*** Supplied material ***

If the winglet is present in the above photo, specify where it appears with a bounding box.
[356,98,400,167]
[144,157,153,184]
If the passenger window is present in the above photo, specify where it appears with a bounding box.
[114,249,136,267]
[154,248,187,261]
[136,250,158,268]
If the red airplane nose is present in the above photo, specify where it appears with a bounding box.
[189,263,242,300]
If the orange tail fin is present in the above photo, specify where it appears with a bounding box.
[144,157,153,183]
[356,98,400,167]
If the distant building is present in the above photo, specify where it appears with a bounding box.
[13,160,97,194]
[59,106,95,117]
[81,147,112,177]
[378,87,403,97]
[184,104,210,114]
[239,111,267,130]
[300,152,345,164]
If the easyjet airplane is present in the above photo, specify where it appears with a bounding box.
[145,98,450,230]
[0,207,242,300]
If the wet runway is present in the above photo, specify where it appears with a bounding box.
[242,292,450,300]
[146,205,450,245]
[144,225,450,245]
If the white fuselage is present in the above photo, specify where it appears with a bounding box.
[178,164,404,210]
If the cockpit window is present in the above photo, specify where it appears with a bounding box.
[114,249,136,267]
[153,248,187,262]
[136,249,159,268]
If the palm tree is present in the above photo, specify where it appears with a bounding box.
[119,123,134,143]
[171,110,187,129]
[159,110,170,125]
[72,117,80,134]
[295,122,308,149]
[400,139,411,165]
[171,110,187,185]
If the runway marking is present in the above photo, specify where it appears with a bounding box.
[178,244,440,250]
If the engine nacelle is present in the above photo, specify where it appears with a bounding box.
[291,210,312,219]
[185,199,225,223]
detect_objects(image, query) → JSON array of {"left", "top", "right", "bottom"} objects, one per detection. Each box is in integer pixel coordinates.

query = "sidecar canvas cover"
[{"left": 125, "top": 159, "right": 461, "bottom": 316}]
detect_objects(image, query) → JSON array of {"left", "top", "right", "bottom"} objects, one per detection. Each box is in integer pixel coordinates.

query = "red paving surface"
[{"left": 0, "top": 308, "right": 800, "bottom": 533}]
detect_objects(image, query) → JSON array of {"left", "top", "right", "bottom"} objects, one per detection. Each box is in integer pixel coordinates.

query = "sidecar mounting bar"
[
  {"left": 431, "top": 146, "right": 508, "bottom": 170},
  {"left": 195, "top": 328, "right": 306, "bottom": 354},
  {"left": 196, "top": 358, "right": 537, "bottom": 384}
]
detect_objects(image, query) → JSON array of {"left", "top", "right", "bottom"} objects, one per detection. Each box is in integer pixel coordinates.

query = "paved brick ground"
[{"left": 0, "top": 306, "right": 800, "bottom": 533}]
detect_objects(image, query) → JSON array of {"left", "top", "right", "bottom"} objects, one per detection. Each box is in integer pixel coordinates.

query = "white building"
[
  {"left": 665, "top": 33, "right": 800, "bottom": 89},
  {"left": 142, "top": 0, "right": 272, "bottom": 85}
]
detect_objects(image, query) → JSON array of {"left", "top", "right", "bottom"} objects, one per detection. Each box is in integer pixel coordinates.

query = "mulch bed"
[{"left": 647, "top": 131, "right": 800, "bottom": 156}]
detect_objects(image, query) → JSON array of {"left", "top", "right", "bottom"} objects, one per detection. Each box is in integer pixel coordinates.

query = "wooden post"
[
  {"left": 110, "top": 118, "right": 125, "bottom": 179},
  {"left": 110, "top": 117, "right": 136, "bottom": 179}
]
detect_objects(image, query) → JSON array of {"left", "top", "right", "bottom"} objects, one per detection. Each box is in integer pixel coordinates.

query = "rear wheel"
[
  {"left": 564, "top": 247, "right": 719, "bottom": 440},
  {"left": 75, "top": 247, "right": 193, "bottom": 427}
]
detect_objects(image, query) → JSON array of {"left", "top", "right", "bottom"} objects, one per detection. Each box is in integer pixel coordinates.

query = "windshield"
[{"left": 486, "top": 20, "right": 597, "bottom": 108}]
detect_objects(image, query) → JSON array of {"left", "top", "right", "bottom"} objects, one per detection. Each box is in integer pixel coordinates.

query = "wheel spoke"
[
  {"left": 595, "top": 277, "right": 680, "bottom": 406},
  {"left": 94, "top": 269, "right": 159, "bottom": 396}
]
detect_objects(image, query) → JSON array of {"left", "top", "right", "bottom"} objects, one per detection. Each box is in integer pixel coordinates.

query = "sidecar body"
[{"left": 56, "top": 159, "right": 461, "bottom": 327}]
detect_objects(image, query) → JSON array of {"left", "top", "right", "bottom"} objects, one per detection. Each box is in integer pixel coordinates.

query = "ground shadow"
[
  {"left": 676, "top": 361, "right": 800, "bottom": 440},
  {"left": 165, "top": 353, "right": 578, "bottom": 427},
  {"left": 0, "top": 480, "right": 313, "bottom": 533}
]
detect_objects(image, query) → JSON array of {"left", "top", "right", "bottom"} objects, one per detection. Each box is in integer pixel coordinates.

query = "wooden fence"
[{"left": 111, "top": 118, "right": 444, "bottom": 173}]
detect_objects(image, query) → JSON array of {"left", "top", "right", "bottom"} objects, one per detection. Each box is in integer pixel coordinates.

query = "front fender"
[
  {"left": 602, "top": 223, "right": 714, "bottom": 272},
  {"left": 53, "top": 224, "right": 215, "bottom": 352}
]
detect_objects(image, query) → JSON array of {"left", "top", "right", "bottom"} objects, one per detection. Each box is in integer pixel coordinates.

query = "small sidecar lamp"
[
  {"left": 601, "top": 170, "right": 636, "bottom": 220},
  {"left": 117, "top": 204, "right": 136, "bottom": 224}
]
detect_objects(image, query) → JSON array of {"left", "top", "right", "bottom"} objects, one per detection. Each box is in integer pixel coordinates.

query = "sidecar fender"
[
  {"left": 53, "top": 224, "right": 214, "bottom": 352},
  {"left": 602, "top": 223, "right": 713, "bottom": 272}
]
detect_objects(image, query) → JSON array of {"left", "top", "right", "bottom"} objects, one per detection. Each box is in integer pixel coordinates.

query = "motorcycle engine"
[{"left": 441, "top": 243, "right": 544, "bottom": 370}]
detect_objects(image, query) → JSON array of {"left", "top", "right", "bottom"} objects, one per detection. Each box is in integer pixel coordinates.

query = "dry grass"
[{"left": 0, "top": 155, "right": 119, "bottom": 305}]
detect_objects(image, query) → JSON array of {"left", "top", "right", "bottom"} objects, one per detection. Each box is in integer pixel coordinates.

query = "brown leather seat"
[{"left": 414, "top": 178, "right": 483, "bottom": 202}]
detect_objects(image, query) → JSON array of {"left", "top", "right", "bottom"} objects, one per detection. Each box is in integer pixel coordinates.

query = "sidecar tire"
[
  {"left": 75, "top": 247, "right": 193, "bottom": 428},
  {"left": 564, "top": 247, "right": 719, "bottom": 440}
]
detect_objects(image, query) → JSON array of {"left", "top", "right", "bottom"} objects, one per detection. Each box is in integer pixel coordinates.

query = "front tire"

***

### Goal
Format all of the rows above as a numbered list, leaving out any blank lines.

### The reply
1. If the winglet is present in the above photo, specify where it appears with a bounding box.
2. [356,98,400,167]
3. [144,157,153,184]
4. If the passenger window is present in the above photo, specify where it appears with a bounding box.
5. [114,249,136,267]
6. [154,248,187,261]
7. [136,250,158,268]
8. If the red airplane nose is present in the above photo, specify where it appears with a bounding box.
9. [189,263,242,300]
10. If the orange tail fin is present in the above photo, specify where it appears with a bounding box.
11. [144,157,153,183]
12. [356,98,400,167]
13. If the distant building is present in the above photo, specify where it appears with a bounding box.
14. [13,160,97,194]
15. [59,106,95,117]
16. [81,147,112,177]
17. [378,87,403,97]
18. [184,104,210,114]
19. [239,111,267,130]
20. [300,152,345,164]
21. If the easyjet airplane is present in the above photo, specify where it appears with a bounding box.
22. [145,98,450,230]
23. [0,207,242,300]
24. If the wet runway is present in the above photo, specify where it appears with a bounding box.
25. [242,292,450,300]
26. [146,205,450,245]
27. [144,225,450,245]
28. If the white fuselage is present in the above photo, specify where it appears with a bounding box.
29. [178,164,404,210]
30. If the cockpit window is present in the above photo, specify where it appears with a bounding box.
31. [114,249,136,267]
32. [153,248,187,262]
33. [136,249,159,268]
34. If the palm tree is present in the above photo, specify where it appears with a bounding box.
35. [119,123,134,143]
36. [171,110,187,129]
37. [159,110,170,125]
38. [72,117,80,134]
39. [295,122,308,149]
40. [400,139,411,165]
41. [171,110,187,185]
42. If the runway marking is present in the above photo, specify where it appears with a bounding box.
43. [178,244,440,250]
44. If the engine nacelle is present in the above photo, specify where it appears with a bounding box.
45. [291,210,312,219]
46. [185,199,225,223]
47. detect_objects(image, query) → JSON array of {"left", "top", "right", "bottom"} objects, one per detection. Each box is in integer pixel coordinates.
48. query = "sidecar canvas cover"
49. [{"left": 125, "top": 159, "right": 461, "bottom": 316}]
50. detect_objects(image, query) → JSON array of {"left", "top", "right", "bottom"} objects, one per detection. Each box is in integer pixel coordinates.
51. query = "red paving surface"
52. [{"left": 0, "top": 308, "right": 800, "bottom": 533}]
53. detect_objects(image, query) → JSON array of {"left", "top", "right", "bottom"} objects, one per detection. Each box is in integer pixel coordinates.
54. query = "sidecar mounting bar"
55. [
56.   {"left": 431, "top": 146, "right": 508, "bottom": 170},
57.   {"left": 195, "top": 328, "right": 306, "bottom": 354},
58.   {"left": 196, "top": 358, "right": 537, "bottom": 384}
59. ]
60. detect_objects(image, query) → JSON array of {"left", "top", "right", "bottom"} objects, one per detection. Each box is in integer pixel coordinates.
61. query = "paved brick ground"
62. [{"left": 0, "top": 306, "right": 800, "bottom": 533}]
63. detect_objects(image, query) → JSON array of {"left", "top", "right", "bottom"} objects, one per detection. Each box is in integer pixel coordinates.
64. query = "white building"
65. [
66.   {"left": 665, "top": 33, "right": 800, "bottom": 89},
67.   {"left": 142, "top": 0, "right": 272, "bottom": 85}
68. ]
69. detect_objects(image, query) → JSON array of {"left", "top", "right", "bottom"} objects, one per detection. Each box is in integer pixel coordinates.
70. query = "mulch bed"
71. [{"left": 647, "top": 131, "right": 800, "bottom": 156}]
72. detect_objects(image, query) → JSON array of {"left", "top", "right", "bottom"} objects, one per detection. Each box is in integer pixel coordinates.
73. query = "wooden post"
74. [
75.   {"left": 110, "top": 118, "right": 125, "bottom": 179},
76.   {"left": 110, "top": 117, "right": 136, "bottom": 179}
77. ]
78. detect_objects(image, query) → JSON array of {"left", "top", "right", "bottom"} objects, one per detection. Each box is in integer pixel coordinates.
79. query = "rear wheel"
80. [
81.   {"left": 564, "top": 247, "right": 719, "bottom": 440},
82.   {"left": 75, "top": 247, "right": 193, "bottom": 427}
83. ]
84. detect_objects(image, query) → JSON array of {"left", "top", "right", "bottom"} objects, one per detection. Each box is in integer pixel coordinates.
85. query = "windshield"
86. [{"left": 486, "top": 20, "right": 597, "bottom": 108}]
87. detect_objects(image, query) → JSON array of {"left", "top", "right", "bottom"} objects, one per detection. Each box is in integer pixel coordinates.
88. query = "wheel spoke"
89. [
90.   {"left": 595, "top": 277, "right": 680, "bottom": 406},
91.   {"left": 94, "top": 269, "right": 159, "bottom": 396}
92. ]
93. detect_objects(image, query) → JSON array of {"left", "top", "right", "bottom"} objects, one per detection. Each box is in integer pixel coordinates.
94. query = "sidecar body"
95. [{"left": 56, "top": 159, "right": 461, "bottom": 327}]
96. detect_objects(image, query) → JSON array of {"left", "top", "right", "bottom"} objects, one per detection. Each box is in integer pixel coordinates.
97. query = "ground shadow"
98. [
99.   {"left": 676, "top": 361, "right": 800, "bottom": 440},
100.   {"left": 165, "top": 353, "right": 578, "bottom": 427},
101.   {"left": 0, "top": 480, "right": 313, "bottom": 533}
102. ]
103. detect_objects(image, query) → JSON array of {"left", "top", "right", "bottom"} objects, one per detection. Each box is in integer pixel coordinates.
104. query = "wooden fence"
105. [{"left": 111, "top": 118, "right": 444, "bottom": 173}]
106. detect_objects(image, query) → JSON array of {"left", "top", "right", "bottom"} objects, one per detection. Each box is in integer pixel coordinates.
107. query = "front fender"
108. [
109.   {"left": 602, "top": 223, "right": 714, "bottom": 272},
110.   {"left": 53, "top": 224, "right": 215, "bottom": 352}
111. ]
112. detect_objects(image, query) → JSON array of {"left", "top", "right", "bottom"} objects, one per detection. Each box is in integer pixel coordinates.
113. query = "small sidecar lamp"
114. [
115.   {"left": 601, "top": 170, "right": 636, "bottom": 220},
116.   {"left": 117, "top": 204, "right": 136, "bottom": 224}
117. ]
118. detect_objects(image, query) → JSON array of {"left", "top", "right", "bottom"} objects, one per detection. Each box is in integer pixel coordinates.
119. query = "sidecar fender"
120. [
121.   {"left": 53, "top": 224, "right": 214, "bottom": 352},
122.   {"left": 602, "top": 223, "right": 713, "bottom": 272}
123. ]
124. detect_objects(image, query) → JSON array of {"left", "top", "right", "bottom"} objects, one per detection. Each box is in integer pixel coordinates.
125. query = "motorcycle engine"
126. [{"left": 441, "top": 243, "right": 544, "bottom": 370}]
127. detect_objects(image, query) → JSON array of {"left", "top", "right", "bottom"} objects, one per detection. Each box is in integer pixel coordinates.
128. query = "dry grass"
129. [{"left": 0, "top": 155, "right": 119, "bottom": 305}]
130. detect_objects(image, query) → JSON array of {"left", "top", "right", "bottom"} objects, one per detection. Each box is in integer pixel coordinates.
131. query = "brown leather seat"
132. [{"left": 414, "top": 178, "right": 483, "bottom": 202}]
133. detect_objects(image, query) → JSON array of {"left", "top", "right", "bottom"} objects, one per detection. Each box is in integer pixel coordinates.
134. query = "sidecar tire"
135. [
136.   {"left": 75, "top": 247, "right": 193, "bottom": 428},
137.   {"left": 564, "top": 247, "right": 719, "bottom": 440}
138. ]
139. detect_objects(image, query) → JSON array of {"left", "top", "right", "bottom"} objects, one per detection. Each box is in integer pixel coordinates.
140. query = "front tire"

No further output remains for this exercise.